*Teks Pilihan*:

= = =

Menurut Bambang, istrinyalah yang memiliki kepekaan terhadap pasar dan memiliki keterampilan membuat desain. "Urusan desain dan pasar,istri saya yang paling berperan,”katanya. Produk-produk seperti ”balmut”, ”gulmut”, dan bantal cinta ternyata diterima pasar dengan baik, terutama anak muda. Biasanya anak-anak muda memanfaatkan produk itu sebagai teman dalam perjalanan atau sebagai pemanis di tempat tidur mereka. Kendati demikian, tantangan ke depan bukannya tidak ada,malah semakin berat. Terutama seiring masuknya produk serupa dari China. Dengan harga lebih murah, produk serupa dari China biasanya banyak diburu konsumen dalam negeri. Untuk menghadapi tantangan tersebut, Bambang yang mengaku omzetnya kini mencapai Rp 200 juta per bulan berusaha menaikkan produksinya agar bisa bersaing dengan produk China dan produk sejenis dari Tanah Air.

= = =

*Permasalahan*: Lanjutkan tulisan tentang usaha bantal milik Bambang di atas, dimulai sesudah kalimat terakhirnya.

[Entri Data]
= = =

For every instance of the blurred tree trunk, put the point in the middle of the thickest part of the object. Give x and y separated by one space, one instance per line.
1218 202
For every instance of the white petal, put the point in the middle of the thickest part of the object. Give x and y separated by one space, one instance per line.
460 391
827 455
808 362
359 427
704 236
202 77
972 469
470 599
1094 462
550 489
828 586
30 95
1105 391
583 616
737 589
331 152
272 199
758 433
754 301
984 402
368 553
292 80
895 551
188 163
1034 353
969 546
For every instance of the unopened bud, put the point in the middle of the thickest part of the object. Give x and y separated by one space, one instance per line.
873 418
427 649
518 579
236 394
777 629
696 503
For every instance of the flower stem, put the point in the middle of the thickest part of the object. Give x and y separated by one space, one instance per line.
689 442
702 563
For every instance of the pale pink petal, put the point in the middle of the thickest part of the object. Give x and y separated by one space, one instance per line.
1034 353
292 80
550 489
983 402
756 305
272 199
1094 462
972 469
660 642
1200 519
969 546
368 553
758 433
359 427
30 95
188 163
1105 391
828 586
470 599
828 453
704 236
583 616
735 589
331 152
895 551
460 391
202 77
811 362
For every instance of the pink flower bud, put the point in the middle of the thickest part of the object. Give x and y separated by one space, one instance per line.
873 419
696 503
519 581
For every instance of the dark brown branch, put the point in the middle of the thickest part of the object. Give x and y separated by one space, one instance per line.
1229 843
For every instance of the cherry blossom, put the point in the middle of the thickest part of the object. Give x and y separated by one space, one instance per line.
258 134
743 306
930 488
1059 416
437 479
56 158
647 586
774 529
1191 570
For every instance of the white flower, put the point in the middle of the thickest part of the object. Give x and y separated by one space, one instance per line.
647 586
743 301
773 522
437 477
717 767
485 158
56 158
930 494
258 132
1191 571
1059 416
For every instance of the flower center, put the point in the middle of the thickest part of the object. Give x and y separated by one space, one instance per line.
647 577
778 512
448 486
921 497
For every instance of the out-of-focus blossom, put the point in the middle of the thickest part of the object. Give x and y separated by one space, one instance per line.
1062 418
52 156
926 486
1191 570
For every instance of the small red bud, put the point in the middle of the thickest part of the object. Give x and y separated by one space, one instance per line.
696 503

= = =

*Hasil Akhir*:
Produksi seprei Bambang kini mencapai antara 6.000–8.000 set per bulan. Sedangkan untuk bed cover mencapai 2.000–3.000 set per bulan. Kapasitas produksi itu ingin dia naikkan menjadi 30.000 set per bulan, terutama untuk produk seprei. Bambang yakin keinginannya menaikkan kapasitas produksi dapat terpenuhi mengingat dia sudah mendapat penawaran kerja sama dari dua perusahaan besar di kawasan Jakarta. ”Semakin besar usaha ini, semakin banyak pula lapangan kerja yang dapat kami sediakan," begitulah harapnya. (Sindo)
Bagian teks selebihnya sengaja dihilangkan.